— 原文节选 —
═══

模型2的回归分析结果显示,运营协同(β=0.272,p<0.001)、财务协同(β=0.287,p<0.001)均与创新绩效显著正相关,H1和H2得到支持。模型3的回归分析结果显示,整合程度和运营协同的交互项与创新绩效显著正相关(β= 0.193,p<0.01),H3a得到支持;整合程度和财务协同的交互项与创新绩效显著负相关(β=-0.180,p<0.01),H3b得到支持。模型4的回归分析结果显示整合速度与运营协同的交互项与创新绩效显著负相关(β=-0.217,p<0.01),H4a得到支持;整合速度与财务协同的交互项与创新绩效显著正相关(β= 0.154,p<0.05),H4b得到支持。此外,全模型(模型5)回归分析结果也进一步证实了本研究所有假设。

表3 层次回归分析结果

5 结论与讨论

5.1 研究结论

创新学派对于跨国并购整合过程的研究仍停留在整合度的决策层面,忽略了从整合动机角度揭示创新绩效提升机理,而战略学派的研究虽区分出了整合动机类型及其对企业绩效的影响,但得出了矛盾性结论。本文立足现有研究不足,从整合动机视角切入,揭示跨国并购整合决策影响创新绩效的内在机理,实证检验了运营协同、财务协同对创新绩效的影响,同时,构建整合动机与整合度的匹配模型,实证检验了整合程度、整合速度对运营协同、财务协同与创新绩效关系的调节效应。研究发现:

(1)运营协同、财务协同均对创新绩效具有正向影响。这意味着跨国企业在并购整合过程中可以选择在运营和财务两大领域实现协同,两种协同效应的实现都能推动企业创新。不同的是,运营协同不仅能够为并购企业带来创新所需互补资源,还能够通过规模经济、范围经济、联合营销等方式实现收益增加和成本减少,为企业创新带来更大活力和动力;而财务协同则主要通过拓宽融资渠道、降低融资成本、发挥税收效应为并购企业创新提供充足的资金支持。

(2)并购协同创新效应的实现必须充分考虑整合动机与整合度的匹配性。尽管运营协同、财务协同都能提升创新绩效,但具体协同效应的实现受到整合度的影响,因此,并购企业应充分考虑整合动机、整合度两大决策变量的匹配性。对致力于实现运营协同的并购企业,应采取深度整合、缓慢整合的策略,这样有助于实现运营资源的深度重组,有效缓解并购双方之间的冲突,促进对整合知识的消化吸收,进而实现协同创新效应的最大化。对于旨在实现财务协同的企业,应选择低程度整合、快速整合的策略,这样能够帮助企业规避整合冲突,降低整合成本,同时,降低整合过程中的不确定性,快速实现创新收益。

═══

— 图像点标注条目 —
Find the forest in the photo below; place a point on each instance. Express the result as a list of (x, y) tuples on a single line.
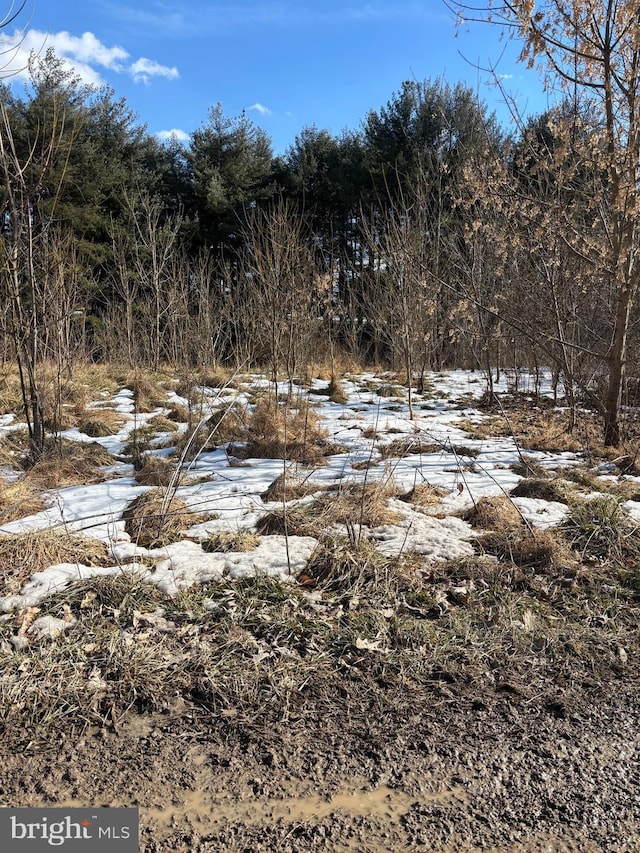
[(428, 238)]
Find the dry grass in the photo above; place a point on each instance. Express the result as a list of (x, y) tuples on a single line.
[(491, 426), (224, 543), (355, 506), (340, 565), (147, 393), (494, 513), (100, 422), (19, 499), (424, 495), (156, 471), (538, 550), (602, 529), (528, 467), (162, 423), (549, 430), (334, 391), (289, 487), (69, 463), (277, 431), (155, 519), (24, 554), (179, 413), (413, 445), (543, 489)]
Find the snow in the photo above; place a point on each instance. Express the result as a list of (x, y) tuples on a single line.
[(228, 493)]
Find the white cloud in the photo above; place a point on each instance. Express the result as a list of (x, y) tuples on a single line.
[(86, 55), (144, 69), (265, 111), (166, 135)]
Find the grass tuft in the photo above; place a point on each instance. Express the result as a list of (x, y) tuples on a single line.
[(494, 513), (155, 519), (601, 528), (24, 554)]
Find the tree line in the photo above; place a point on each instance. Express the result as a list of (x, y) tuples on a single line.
[(428, 238)]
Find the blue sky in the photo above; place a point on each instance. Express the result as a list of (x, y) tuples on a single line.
[(288, 63)]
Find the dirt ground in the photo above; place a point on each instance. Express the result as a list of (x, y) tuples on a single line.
[(557, 772)]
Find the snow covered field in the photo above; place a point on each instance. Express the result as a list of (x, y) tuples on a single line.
[(227, 493)]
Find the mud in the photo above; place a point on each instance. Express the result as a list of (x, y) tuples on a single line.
[(509, 776)]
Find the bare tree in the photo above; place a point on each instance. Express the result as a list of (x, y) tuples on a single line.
[(591, 50)]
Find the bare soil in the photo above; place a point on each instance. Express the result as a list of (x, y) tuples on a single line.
[(514, 770)]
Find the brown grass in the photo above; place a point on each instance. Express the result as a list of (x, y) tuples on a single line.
[(155, 519), (334, 391), (543, 489), (287, 487), (411, 446), (147, 393), (354, 506), (493, 513), (156, 471), (179, 413), (24, 554), (276, 431), (224, 543), (19, 499), (538, 550), (424, 495), (100, 422), (69, 463), (162, 423), (492, 426), (339, 565)]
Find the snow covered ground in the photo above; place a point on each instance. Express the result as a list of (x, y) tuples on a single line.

═══

— 待解问题 —
1 - 能否把并购整合节选中从“(1)运营协同、财务协同均对”起、一直到“不确定性,快速实现创新收益。”为止的文字原样打印出来?
2 - 能否把列表从开头一直到含有“[(228, 493)]”的那一行(首尾两行都包括在内)重新给出,只把其中的“photo”改成“image”,其余一概不动?回答里不要放图片。
并购整合节选与这份列表彼此毫无关联。

— 参考答案 —
1 -
(1)运营协同、财务协同均对创新绩效具有正向影响。这意味着跨国企业在并购整合过程中可以选择在运营和财务两大领域实现协同,两种协同效应的实现都能推动企业创新。不同的是,运营协同不仅能够为并购企业带来创新所需互补资源,还能够通过规模经济、范围经济、联合营销等方式实现收益增加和成本减少,为企业创新带来更大活力和动力;而财务协同则主要通过拓宽融资渠道、降低融资成本、发挥税收效应为并购企业创新提供充足的资金支持。

(2)并购协同创新效应的实现必须充分考虑整合动机与整合度的匹配性。尽管运营协同、财务协同都能提升创新绩效,但具体协同效应的实现受到整合度的影响,因此,并购企业应充分考虑整合动机、整合度两大决策变量的匹配性。对致力于实现运营协同的并购企业,应采取深度整合、缓慢整合的策略,这样有助于实现运营资源的深度重组,有效缓解并购双方之间的冲突,促进对整合知识的消化吸收,进而实现协同创新效应的最大化。对于旨在实现财务协同的企业,应选择低程度整合、快速整合的策略,这样能够帮助企业规避整合冲突,降低整合成本,同时,降低整合过程中的不确定性,快速实现创新收益。

2 -
Find the forest in the image below; place a point on each instance. Express the result as a list of (x, y) tuples on a single line.
[(428, 238)]
Find the dry grass in the image above; place a point on each instance. Express the result as a list of (x, y) tuples on a single line.
[(491, 426), (224, 543), (355, 506), (340, 565), (147, 393), (494, 513), (100, 422), (19, 499), (424, 495), (156, 471), (538, 550), (602, 529), (528, 467), (162, 423), (549, 430), (334, 391), (289, 487), (69, 463), (277, 431), (155, 519), (24, 554), (179, 413), (413, 445), (543, 489)]
Find the snow in the image above; place a point on each instance. Express the result as a list of (x, y) tuples on a single line.
[(228, 493)]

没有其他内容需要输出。